**EXERCISE REQUIREMENTS**
Rewrite the lines of all the items below, swapping each "Outline" for "Trace" and leaving everything else unchanged.

— START OF EXCERPTED DATA —

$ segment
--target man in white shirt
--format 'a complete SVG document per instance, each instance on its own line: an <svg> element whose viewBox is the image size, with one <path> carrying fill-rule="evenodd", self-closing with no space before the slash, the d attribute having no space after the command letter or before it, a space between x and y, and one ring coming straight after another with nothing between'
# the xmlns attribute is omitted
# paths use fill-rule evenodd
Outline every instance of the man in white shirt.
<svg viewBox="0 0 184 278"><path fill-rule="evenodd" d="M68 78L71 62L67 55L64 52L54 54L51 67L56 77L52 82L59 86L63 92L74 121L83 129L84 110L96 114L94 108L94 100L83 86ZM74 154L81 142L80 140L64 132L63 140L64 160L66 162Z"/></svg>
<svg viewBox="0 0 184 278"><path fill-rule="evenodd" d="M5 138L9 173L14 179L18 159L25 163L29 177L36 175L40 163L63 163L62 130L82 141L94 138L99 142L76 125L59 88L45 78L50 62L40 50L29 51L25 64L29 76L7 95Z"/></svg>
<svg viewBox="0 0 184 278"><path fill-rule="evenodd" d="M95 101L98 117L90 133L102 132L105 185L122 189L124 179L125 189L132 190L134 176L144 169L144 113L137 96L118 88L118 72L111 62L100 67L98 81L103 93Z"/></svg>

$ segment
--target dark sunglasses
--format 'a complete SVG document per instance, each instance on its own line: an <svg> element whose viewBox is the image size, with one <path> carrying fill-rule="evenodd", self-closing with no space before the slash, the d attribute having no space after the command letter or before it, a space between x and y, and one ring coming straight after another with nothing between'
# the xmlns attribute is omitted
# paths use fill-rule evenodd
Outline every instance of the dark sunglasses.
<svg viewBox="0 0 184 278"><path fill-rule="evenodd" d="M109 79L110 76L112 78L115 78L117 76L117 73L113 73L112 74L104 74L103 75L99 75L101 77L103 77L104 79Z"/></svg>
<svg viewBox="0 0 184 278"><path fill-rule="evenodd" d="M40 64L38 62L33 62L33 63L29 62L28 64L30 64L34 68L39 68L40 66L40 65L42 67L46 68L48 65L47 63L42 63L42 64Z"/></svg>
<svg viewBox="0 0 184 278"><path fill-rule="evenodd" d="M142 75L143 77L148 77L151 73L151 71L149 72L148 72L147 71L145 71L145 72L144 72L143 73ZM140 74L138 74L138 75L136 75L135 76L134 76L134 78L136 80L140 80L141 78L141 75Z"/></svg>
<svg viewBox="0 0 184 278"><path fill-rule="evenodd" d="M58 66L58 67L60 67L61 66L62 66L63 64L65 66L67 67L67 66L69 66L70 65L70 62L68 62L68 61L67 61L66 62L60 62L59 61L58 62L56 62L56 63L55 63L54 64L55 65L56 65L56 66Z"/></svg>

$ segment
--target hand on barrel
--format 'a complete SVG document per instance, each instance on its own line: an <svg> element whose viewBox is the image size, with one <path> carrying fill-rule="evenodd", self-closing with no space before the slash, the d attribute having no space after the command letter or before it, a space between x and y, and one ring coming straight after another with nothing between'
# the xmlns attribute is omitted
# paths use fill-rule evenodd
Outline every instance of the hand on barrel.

— END OF EXCERPTED DATA —

**RESULT**
$ segment
--target man in white shirt
--format 'a complete SVG document per instance, each instance on its own line: an <svg> element whose viewBox is the image size, with one <path> carrying fill-rule="evenodd", self-closing with no space before the slash, the d attribute having no space after the command letter or before it, a space between x and y, and one ring coming straight after another with nothing between'
# the xmlns attribute is omitted
# paths use fill-rule evenodd
Trace every instance of the man in white shirt.
<svg viewBox="0 0 184 278"><path fill-rule="evenodd" d="M68 78L71 62L67 55L64 52L54 54L51 67L56 77L52 82L59 86L63 92L74 121L83 129L84 110L96 114L94 108L94 100L83 86ZM74 154L81 142L80 140L64 132L63 140L64 160L66 162Z"/></svg>
<svg viewBox="0 0 184 278"><path fill-rule="evenodd" d="M5 138L9 173L14 179L18 159L25 163L29 177L36 175L40 163L63 163L62 130L82 141L94 138L99 142L76 125L59 88L45 78L50 62L40 50L29 51L25 64L29 76L7 95Z"/></svg>
<svg viewBox="0 0 184 278"><path fill-rule="evenodd" d="M95 101L98 117L90 133L102 132L105 185L122 189L124 179L125 189L132 190L134 176L144 169L144 113L137 96L118 88L118 72L111 62L100 67L98 81L103 93Z"/></svg>

$ segment
--target dark sunglasses
--format 'a complete SVG document per instance, each instance on its own line: an <svg> element whose viewBox is the image size, with one <path> carrying fill-rule="evenodd", self-closing with no space before the slash, the d attribute having no space after the command letter or before it, a space between x and y, and one ring coming straight after another with nothing between'
# the xmlns attribute is omitted
# paths use fill-rule evenodd
Trace every instance of the dark sunglasses.
<svg viewBox="0 0 184 278"><path fill-rule="evenodd" d="M109 79L110 76L112 78L115 78L117 76L117 73L113 73L112 74L104 74L103 75L99 75L101 77L103 77L104 79Z"/></svg>
<svg viewBox="0 0 184 278"><path fill-rule="evenodd" d="M40 64L38 62L33 62L33 63L29 62L28 64L30 64L34 68L39 68L40 66L40 65L42 67L46 68L48 65L47 63L42 63L42 64Z"/></svg>
<svg viewBox="0 0 184 278"><path fill-rule="evenodd" d="M142 75L143 77L148 77L151 73L151 71L149 72L148 72L147 71L145 71L145 72L144 72L143 73ZM140 74L138 74L138 75L136 75L135 76L134 76L134 78L136 80L140 80L141 78L141 75Z"/></svg>
<svg viewBox="0 0 184 278"><path fill-rule="evenodd" d="M58 66L58 67L60 67L61 66L62 66L63 64L65 66L67 67L67 66L69 66L70 65L70 62L68 62L68 61L67 61L66 62L60 62L59 61L58 62L56 62L56 63L55 63L54 64L55 65L56 65L56 66Z"/></svg>

$ segment
--target hand on barrel
--format 'a complete SVG document per instance, each instance on its own line: an <svg> element whose viewBox is the image size, with one <path> carrying fill-rule="evenodd", self-closing with no space before the slash, the d attribute having no space after the command letter or before it, a space between x and y, and one ring coming straight after another with nothing between'
# the xmlns attribute is omitted
# paths use fill-rule evenodd
Trace every instance of the hand on barrel.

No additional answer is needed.